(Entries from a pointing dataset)

# # #

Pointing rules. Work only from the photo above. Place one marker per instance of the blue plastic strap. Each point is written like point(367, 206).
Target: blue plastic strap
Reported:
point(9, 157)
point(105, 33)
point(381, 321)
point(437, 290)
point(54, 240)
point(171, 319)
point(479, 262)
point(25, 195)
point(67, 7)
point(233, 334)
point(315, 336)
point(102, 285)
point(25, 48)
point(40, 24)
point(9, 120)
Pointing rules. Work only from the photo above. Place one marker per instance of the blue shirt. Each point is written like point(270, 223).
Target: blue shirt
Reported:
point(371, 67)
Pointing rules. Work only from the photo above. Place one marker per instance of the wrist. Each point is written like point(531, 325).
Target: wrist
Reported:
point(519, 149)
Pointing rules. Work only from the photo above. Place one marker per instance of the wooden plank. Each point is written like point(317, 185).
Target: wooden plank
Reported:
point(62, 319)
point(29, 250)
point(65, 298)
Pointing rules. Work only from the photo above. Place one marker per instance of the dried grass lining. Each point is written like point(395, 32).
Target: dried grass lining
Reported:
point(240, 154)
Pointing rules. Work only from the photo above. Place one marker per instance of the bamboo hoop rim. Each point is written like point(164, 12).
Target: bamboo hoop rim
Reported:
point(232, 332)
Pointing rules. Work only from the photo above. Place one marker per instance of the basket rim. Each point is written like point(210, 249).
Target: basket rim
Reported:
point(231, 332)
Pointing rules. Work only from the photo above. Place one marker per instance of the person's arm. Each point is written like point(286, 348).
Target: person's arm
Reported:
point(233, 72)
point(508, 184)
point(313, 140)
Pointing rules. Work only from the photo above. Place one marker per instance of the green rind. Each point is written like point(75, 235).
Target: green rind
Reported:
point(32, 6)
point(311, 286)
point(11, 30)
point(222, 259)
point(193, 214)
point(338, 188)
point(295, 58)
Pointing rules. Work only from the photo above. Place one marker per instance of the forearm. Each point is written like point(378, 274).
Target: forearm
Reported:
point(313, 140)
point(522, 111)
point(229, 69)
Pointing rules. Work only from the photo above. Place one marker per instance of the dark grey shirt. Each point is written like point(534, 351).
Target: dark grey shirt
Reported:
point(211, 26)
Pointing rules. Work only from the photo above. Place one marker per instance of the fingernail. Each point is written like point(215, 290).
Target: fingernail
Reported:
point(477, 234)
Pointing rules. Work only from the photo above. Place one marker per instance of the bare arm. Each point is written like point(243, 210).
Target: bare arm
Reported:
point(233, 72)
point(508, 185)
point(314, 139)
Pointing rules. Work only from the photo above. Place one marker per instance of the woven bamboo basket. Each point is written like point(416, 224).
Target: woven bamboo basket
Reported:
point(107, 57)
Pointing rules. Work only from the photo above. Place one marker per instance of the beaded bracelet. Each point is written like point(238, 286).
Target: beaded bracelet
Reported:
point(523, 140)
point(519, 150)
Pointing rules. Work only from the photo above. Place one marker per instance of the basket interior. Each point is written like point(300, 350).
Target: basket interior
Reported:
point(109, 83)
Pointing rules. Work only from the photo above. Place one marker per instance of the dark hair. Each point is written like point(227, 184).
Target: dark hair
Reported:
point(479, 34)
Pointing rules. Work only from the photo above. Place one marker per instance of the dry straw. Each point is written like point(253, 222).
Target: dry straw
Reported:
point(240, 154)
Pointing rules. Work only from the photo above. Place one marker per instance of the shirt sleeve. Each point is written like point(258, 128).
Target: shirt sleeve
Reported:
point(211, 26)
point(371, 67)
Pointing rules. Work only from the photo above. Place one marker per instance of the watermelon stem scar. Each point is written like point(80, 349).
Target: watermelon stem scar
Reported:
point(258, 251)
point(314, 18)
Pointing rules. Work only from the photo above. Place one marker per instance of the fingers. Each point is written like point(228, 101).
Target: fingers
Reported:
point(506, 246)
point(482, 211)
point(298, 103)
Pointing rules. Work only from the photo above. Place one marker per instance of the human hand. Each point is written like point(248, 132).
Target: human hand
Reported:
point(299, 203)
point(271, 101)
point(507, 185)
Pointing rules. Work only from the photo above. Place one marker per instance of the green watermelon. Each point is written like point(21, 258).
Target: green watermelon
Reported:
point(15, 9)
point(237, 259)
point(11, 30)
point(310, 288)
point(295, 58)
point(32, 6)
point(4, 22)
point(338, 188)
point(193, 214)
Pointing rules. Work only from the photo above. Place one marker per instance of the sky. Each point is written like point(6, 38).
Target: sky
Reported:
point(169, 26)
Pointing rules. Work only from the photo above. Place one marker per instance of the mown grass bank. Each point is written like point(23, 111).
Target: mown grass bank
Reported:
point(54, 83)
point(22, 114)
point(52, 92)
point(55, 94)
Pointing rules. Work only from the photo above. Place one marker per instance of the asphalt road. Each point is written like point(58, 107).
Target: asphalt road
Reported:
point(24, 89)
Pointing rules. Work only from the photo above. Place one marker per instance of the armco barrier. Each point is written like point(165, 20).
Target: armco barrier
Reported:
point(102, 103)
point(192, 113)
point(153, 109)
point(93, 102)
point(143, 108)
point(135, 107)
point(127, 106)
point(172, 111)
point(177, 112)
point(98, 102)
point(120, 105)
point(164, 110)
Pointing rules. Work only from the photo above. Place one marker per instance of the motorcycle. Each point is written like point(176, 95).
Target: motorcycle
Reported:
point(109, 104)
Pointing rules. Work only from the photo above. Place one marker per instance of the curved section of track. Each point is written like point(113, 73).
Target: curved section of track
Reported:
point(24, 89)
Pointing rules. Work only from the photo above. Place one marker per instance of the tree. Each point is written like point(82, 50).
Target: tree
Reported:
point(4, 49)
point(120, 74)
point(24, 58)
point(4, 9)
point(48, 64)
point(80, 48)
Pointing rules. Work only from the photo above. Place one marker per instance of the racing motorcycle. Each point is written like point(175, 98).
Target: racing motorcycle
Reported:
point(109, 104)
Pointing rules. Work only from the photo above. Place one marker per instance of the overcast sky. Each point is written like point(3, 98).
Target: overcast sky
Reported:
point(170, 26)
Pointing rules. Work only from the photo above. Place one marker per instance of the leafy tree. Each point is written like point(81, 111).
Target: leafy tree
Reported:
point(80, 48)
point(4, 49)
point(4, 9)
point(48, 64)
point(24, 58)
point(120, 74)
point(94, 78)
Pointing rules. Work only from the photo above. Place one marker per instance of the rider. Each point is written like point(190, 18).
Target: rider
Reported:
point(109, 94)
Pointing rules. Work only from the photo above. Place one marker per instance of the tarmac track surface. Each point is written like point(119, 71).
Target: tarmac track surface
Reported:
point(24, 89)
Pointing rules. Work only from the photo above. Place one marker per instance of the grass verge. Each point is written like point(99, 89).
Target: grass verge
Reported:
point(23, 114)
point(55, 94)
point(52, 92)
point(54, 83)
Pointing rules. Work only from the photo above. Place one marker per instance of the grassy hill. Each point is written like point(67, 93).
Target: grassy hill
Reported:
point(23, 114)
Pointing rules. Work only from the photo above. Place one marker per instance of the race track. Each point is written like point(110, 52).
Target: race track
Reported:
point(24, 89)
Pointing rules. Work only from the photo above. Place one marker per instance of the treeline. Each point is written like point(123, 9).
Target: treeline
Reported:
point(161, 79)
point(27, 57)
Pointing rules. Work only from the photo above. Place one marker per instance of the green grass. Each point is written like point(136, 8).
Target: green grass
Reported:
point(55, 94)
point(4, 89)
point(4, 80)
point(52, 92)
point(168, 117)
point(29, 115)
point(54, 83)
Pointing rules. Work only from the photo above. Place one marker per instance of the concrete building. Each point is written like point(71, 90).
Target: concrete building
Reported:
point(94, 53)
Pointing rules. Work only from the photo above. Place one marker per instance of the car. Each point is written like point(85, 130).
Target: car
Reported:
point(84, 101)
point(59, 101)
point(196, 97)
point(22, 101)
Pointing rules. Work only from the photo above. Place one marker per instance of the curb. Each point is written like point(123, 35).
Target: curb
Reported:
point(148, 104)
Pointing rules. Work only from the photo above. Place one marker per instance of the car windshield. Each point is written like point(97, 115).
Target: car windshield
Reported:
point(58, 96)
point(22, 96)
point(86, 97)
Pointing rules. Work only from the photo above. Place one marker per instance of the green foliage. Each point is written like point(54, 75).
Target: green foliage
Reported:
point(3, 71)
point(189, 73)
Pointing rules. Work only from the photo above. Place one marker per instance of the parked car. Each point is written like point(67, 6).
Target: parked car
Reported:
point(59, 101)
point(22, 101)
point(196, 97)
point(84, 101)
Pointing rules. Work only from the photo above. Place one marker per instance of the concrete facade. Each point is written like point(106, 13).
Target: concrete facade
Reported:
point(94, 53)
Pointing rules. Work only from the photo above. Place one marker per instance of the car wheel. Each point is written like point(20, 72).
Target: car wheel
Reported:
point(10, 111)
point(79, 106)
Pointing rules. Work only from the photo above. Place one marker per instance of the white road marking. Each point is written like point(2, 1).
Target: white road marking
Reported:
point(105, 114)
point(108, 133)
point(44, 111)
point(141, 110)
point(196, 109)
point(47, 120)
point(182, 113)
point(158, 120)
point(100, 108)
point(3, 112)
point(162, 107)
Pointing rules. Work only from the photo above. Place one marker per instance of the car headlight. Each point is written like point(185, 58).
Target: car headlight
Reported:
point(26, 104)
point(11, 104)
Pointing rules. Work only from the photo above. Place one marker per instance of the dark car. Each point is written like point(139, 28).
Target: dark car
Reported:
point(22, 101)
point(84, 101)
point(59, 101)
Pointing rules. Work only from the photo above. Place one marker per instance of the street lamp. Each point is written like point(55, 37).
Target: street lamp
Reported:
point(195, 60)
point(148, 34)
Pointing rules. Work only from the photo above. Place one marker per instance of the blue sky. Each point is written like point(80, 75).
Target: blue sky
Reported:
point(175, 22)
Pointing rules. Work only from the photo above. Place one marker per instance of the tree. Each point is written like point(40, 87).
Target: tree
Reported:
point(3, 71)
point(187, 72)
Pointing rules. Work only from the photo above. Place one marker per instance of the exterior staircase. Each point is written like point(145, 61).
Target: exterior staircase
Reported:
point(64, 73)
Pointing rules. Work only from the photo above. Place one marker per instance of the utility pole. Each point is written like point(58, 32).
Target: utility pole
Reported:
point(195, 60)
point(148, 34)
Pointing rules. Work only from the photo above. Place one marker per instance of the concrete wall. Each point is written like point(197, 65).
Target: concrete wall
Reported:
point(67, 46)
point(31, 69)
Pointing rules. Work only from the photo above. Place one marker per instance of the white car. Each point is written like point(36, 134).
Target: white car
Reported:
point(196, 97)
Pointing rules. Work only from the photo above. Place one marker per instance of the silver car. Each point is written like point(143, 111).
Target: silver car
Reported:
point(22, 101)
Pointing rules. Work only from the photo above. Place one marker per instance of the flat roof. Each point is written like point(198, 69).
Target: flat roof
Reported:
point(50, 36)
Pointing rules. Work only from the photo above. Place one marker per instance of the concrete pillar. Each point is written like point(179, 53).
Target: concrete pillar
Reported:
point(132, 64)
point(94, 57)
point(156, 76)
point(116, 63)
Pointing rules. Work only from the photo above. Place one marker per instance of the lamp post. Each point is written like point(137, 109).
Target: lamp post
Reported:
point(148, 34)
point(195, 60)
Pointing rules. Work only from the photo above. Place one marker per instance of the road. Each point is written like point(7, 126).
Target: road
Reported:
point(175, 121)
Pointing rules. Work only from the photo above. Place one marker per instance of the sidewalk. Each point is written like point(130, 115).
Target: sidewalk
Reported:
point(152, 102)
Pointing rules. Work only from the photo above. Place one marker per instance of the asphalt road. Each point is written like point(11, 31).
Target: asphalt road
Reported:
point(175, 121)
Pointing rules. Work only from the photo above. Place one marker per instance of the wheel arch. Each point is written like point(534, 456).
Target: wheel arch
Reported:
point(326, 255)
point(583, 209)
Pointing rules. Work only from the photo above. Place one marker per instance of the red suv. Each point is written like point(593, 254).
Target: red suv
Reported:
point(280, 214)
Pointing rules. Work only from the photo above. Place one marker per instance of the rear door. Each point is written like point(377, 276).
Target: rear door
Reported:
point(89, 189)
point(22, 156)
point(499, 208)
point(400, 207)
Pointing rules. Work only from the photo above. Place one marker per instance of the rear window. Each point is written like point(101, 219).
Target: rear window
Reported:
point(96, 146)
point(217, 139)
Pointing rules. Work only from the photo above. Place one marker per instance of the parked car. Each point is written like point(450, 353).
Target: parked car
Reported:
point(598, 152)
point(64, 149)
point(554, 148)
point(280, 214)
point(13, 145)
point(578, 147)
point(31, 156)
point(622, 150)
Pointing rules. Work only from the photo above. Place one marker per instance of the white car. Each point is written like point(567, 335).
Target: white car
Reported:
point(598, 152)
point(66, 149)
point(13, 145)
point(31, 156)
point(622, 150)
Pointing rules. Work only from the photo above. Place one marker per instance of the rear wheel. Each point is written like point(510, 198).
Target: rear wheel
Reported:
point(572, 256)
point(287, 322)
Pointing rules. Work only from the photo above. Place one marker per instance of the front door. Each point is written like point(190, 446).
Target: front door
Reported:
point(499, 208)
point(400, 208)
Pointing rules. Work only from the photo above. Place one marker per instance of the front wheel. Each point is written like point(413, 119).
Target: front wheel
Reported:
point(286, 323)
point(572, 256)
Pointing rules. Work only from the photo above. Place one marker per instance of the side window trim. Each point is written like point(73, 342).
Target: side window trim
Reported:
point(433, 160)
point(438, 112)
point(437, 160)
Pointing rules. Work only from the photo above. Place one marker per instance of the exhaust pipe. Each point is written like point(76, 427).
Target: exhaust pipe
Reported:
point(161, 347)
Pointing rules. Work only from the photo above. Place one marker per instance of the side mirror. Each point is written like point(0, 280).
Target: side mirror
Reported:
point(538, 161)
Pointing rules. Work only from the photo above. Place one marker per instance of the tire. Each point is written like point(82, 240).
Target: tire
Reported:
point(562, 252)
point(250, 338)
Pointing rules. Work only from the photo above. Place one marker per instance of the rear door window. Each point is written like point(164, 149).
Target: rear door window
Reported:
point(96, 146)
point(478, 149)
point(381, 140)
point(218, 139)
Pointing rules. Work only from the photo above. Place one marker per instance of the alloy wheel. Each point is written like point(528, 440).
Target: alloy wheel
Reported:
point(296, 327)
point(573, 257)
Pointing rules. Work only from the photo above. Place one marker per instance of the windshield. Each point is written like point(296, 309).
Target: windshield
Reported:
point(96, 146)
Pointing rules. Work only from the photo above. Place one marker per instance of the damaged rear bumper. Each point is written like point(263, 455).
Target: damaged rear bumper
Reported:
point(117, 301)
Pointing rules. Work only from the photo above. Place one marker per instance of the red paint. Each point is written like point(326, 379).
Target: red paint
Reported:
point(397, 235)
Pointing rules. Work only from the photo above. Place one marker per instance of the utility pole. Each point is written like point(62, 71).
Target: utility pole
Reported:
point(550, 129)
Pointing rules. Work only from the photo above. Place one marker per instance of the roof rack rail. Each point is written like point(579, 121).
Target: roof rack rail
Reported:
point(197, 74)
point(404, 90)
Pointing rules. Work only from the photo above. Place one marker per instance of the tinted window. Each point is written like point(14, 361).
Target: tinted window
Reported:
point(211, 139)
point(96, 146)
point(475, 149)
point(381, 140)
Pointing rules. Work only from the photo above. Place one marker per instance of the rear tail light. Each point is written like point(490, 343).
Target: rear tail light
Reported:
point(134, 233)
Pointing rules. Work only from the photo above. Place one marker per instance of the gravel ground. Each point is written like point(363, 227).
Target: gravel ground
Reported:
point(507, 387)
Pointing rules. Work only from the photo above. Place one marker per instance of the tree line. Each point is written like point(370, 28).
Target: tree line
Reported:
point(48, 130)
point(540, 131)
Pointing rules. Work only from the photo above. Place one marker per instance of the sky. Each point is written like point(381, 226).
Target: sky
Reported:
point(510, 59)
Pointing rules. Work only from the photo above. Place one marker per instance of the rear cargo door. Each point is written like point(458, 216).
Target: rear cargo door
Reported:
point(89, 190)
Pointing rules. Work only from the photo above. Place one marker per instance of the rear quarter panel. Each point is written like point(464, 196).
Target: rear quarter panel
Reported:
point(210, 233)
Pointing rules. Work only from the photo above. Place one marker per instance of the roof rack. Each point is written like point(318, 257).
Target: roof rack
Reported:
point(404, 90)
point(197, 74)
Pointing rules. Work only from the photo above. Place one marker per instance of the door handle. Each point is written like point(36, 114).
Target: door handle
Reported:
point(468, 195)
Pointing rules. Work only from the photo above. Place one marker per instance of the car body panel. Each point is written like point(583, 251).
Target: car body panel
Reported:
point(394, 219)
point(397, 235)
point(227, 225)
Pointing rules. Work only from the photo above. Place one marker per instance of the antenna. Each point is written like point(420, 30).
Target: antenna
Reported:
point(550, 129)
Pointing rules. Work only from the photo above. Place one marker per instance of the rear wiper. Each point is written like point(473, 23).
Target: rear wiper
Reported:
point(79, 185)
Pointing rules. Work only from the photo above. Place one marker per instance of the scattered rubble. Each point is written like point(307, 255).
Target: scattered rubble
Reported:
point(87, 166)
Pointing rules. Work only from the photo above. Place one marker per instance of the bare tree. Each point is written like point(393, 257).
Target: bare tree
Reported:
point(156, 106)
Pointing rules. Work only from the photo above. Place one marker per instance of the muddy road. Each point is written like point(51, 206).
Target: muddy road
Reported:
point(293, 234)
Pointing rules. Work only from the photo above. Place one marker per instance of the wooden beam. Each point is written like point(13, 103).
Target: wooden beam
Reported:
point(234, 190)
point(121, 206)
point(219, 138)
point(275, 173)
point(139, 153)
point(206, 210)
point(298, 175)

# # #

Exercise prompt: Copy out the entries above verbatim, starting with the line that contains "like point(73, 342)." and ending with the line that contains "point(117, 301)", both lines included.

Exercise answer:
Pointing rules. Work only from the photo above. Place one marker per instance of the side window trim. Each point is written like point(73, 342).
Target: side window trim
Reported:
point(433, 160)
point(438, 112)
point(437, 160)
Pointing rules. Work only from the photo above. Place one marker per instance of the exhaust pipe. Each point is written like point(76, 427).
Target: exhaust pipe
Reported:
point(161, 347)
Pointing rules. Work only from the photo above. Place one marker per instance of the side mirror. Each point is written like point(0, 280).
Target: side mirror
Reported:
point(538, 161)
Pointing rules. Work only from the photo above. Place one marker per instance of the tire. Each point is written like point(82, 240).
Target: tire
Reported:
point(562, 252)
point(250, 338)
Pointing rules. Work only from the photo above. Place one marker per instance of the rear door window. Each point is written like point(164, 149).
Target: rear door window
Reported:
point(96, 146)
point(478, 149)
point(381, 140)
point(218, 139)
Pointing rules. Work only from the photo above. Place one marker per instance of the alloy wheel. Each point is written like point(528, 440).
Target: alloy wheel
Reported:
point(296, 327)
point(573, 257)
Pointing rules. Work only from the photo above. Place one marker per instance of the windshield. Each point is written like point(296, 309).
Target: windshield
Reported:
point(96, 146)
Pointing rules. Work only from the photo above. Place one marker per instance of the damaged rear bumper. Each point is written like point(263, 455).
Target: damaged rear bumper
Reported:
point(117, 301)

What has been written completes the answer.